- [Document segment]
The Copyologist®/Consultant/Seminar Leader

Negotiating Your "Promotional Deal"

Since your goal is not to make money as a speaker but to promote your product or service, you can use the group’s lack of payment for your talk as a weapon in negotiating for concessions extra things it gives you that can help maximize the promotional value of your talk for your firm.

Here are some things you can ask for. You should get all or at least some of them, in addition to the opportunity to address the group:

• Tell the meeting chairperson you would be happy to speak at no charge, provided you receive a list of the members. You can use this list to promote your company via direct mail before as well as after your presentation.

A pretalk mailing can let people know about your upcoming talk and be a personal invitation from you to them to come. A posttalk mailing can offer a reprint or audio recording of your presentation to those who missed it.

• At larger conferences and conventions, the conference manager provides attendees with show kits including a variety of materials such as a seminar schedule, passes to luncheons and dinners, maps, tourist sights of interest to out-of-town visitors, and the like. These kits are either mailed in advance or distributed at the show.

Pointing items
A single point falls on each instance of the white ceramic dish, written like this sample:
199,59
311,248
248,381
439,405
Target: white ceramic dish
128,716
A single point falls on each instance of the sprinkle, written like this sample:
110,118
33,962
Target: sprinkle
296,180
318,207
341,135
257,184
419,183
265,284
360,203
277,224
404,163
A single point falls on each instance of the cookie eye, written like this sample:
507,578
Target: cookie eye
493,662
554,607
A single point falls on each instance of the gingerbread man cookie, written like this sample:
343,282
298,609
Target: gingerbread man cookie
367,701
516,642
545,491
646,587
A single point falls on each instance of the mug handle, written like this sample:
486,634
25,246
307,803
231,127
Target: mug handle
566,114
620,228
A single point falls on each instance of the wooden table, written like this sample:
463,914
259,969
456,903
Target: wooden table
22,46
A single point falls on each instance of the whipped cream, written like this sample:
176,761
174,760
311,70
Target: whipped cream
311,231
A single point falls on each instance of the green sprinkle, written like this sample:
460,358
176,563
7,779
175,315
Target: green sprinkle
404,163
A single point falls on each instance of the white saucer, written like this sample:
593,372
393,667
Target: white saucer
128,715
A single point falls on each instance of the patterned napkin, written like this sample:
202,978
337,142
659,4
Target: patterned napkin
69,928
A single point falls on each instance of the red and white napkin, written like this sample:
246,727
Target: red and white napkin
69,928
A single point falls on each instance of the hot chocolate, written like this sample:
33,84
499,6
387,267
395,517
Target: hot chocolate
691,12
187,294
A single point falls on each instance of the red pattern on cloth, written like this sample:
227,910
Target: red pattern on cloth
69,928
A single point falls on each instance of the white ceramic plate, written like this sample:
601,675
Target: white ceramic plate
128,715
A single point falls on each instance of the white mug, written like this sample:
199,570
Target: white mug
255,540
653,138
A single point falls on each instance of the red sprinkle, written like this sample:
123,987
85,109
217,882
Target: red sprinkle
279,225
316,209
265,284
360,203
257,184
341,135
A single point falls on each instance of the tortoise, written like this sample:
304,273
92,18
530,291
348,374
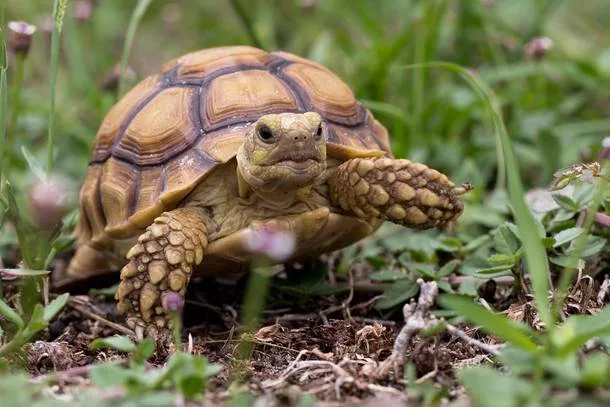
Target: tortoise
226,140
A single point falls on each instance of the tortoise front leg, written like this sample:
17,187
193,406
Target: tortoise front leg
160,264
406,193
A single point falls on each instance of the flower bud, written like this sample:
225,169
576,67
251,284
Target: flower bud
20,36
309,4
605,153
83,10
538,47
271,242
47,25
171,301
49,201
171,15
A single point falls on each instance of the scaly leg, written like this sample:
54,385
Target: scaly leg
--
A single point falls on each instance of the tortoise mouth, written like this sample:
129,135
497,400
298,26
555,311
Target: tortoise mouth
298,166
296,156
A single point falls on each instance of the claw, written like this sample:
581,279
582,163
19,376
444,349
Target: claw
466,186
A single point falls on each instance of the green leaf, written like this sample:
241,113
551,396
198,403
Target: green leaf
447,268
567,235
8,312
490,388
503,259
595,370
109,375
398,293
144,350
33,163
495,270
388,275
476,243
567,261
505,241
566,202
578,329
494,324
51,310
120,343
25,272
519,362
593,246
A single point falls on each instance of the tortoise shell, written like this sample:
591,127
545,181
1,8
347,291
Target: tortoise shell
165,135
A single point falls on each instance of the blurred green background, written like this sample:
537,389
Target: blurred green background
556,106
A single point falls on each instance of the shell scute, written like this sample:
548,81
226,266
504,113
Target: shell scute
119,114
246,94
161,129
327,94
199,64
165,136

- [What to work on]
**a)** In the text on negotiating a promotional speaking deal, what must you receive in return for speaking at no charge?
**b)** Write the next part of the text on negotiating a promotional speaking deal, picking up after its last sentence.

- [Answers provided]
**a)** A list of the group's members.

**b)**
You can tell the conference manager, "I will give the presentation at no charge, but in exchange, we’d like to have you include our company literature in the conference kits mailed to attendees. Is that possible? We will supply as many copies of our literature as you need, of course." If he or she agrees, then you get your promo mailed to hundreds, even thousands, of potential clients at zero mailing cost.

• A speech is an effective way of getting known to a particular audience (the members of the organization and, more specifically, those members who attend your presentation). But as you know, making a permanent impression on a market-segment requires a series of contacts, not a single communication.

You can easily transform a one-shot speaking engagement into an ongoing PR campaign targeted to the membership o this particular group. One way, already discussed, is to get the mailing list and do your own mailings, plus have the sponsor include your literature in their mail-out kit.

Another is to get one or more PR placements in the organization’s newsletter or magazine. For instance, tell the meeting planner you will supply a series of articles (your current press releases and feature articles, recycled for this particular audience) to run in the organization’s newsletter before the talk; this makes you known to the audience, which is good PR for your firm but also helps build interest in attending your program.

After your talk, give the editor of the organization’s newsletter the notes or text of your speech, and encourage him or her to run all or part of it (or a summary) as a posttalk article, so those who could not attend can benefit from the information. Additional articles can also be run as follow-ups after the talk to reinforce your message and provide additional detail to those who want to learn more, or to answer questions or cover issues you didn’t have time to cover.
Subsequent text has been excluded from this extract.